### Task
Output the following data exactly.

[Stored data entries]
=== Section Start ===

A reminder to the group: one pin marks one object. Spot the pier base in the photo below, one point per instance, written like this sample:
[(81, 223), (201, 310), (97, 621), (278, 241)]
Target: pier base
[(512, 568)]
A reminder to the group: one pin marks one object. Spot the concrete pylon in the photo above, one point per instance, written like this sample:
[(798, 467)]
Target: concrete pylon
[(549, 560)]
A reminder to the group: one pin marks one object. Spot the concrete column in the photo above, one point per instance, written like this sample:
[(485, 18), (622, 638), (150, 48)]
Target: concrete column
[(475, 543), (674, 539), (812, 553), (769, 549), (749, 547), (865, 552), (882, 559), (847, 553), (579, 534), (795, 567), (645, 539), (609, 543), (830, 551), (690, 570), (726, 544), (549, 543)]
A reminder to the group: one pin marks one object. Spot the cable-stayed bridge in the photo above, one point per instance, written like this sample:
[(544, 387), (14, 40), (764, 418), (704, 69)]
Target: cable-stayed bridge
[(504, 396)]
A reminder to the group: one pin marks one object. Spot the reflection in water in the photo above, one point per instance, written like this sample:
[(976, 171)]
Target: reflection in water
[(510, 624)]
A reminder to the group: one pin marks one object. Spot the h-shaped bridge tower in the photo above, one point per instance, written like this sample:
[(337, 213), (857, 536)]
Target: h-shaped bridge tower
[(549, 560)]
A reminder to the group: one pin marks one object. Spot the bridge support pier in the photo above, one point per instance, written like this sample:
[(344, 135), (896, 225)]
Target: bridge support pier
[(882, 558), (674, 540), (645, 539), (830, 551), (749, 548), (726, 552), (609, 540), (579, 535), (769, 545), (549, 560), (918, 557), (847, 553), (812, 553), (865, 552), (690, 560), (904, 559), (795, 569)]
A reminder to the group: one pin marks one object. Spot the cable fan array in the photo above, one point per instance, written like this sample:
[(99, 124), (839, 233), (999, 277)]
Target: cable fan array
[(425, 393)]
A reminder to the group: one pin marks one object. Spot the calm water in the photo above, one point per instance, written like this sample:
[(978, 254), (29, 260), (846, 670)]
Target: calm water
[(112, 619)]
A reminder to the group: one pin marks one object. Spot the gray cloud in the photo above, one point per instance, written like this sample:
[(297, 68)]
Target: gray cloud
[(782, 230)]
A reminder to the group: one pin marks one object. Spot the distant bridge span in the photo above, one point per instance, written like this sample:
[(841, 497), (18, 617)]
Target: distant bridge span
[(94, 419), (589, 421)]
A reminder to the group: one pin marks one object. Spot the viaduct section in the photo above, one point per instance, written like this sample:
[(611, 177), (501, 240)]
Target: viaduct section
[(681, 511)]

=== Section End ===

### Response to this task
A reminder to the group: one pin marks one object. Spot the pier base in the photo below, one point per instance, written like this sample:
[(81, 223), (201, 310), (97, 621), (278, 241)]
Target: pier base
[(512, 568)]
A reminder to the group: one pin marks one object. Spot the concrete pylon in the photo above, one point per instance, written like this sample:
[(798, 467)]
Target: concrete pylon
[(549, 560)]
A reminder to the group: one pin marks one object. Spot the concrete column in the photo above, one point per instance, written like this sample:
[(485, 18), (622, 638), (150, 48)]
Target: concrete column
[(475, 543), (674, 539), (812, 553), (769, 549), (749, 547), (865, 552), (882, 559), (847, 553), (579, 534), (795, 567), (645, 539), (609, 543), (830, 551), (690, 570), (726, 544), (549, 543)]
A reminder to the group: one pin marks one object. Spot the cable-stayed bridge in the photo above, one point per instance, written like this sample:
[(544, 387), (14, 40), (764, 418), (704, 69)]
Target: cable-stayed bridge
[(504, 396)]
A reminder to the group: one pin marks one object. Spot the reflection in water in the photo above, one point per instance, written like this sample:
[(976, 171)]
Target: reflection in water
[(510, 624)]
A reminder to the group: one pin marks one object. Spot the h-shaped bridge tower in the photo above, one point per instance, written like this sample:
[(337, 213), (857, 536)]
Target: h-shaped bridge tower
[(549, 560)]
A reminder to the group: one pin marks one object. Spot the bridge support pier in the photo above, one point per instance, written like this sample:
[(344, 135), (896, 225)]
Target: bridge support pier
[(882, 558), (674, 540), (645, 539), (830, 551), (749, 548), (726, 552), (609, 540), (579, 535), (769, 545), (549, 560), (918, 557), (847, 553), (812, 553), (865, 552), (690, 560), (904, 559), (795, 569)]
A reminder to the group: one pin marks one object. Spot the cable fan array in the photo above, one point per instance, written like this sample:
[(99, 124), (839, 233), (999, 277)]
Target: cable fan array
[(425, 393)]
A reminder to the group: one pin marks one object. Spot the calm water in the photo above, one point per instance, written like this sample:
[(978, 254), (29, 260), (846, 670)]
Target: calm water
[(112, 619)]
A reminder to the group: one pin marks one object. Spot the gray cloud in the photo above, one point per instance, written like this sample:
[(297, 68)]
Target: gray cloud
[(782, 230)]
A reminder to the group: one pin marks one object. Spot the distant bridge span in the photo above, one point per instance, written like this sample:
[(841, 497), (18, 617)]
Target: distant bridge span
[(94, 419), (589, 421)]
A reminder to the group: one pin marks one object. Spot the viaduct section in the photo above, one point per instance, written like this sample:
[(611, 177), (501, 240)]
Target: viaduct section
[(681, 511)]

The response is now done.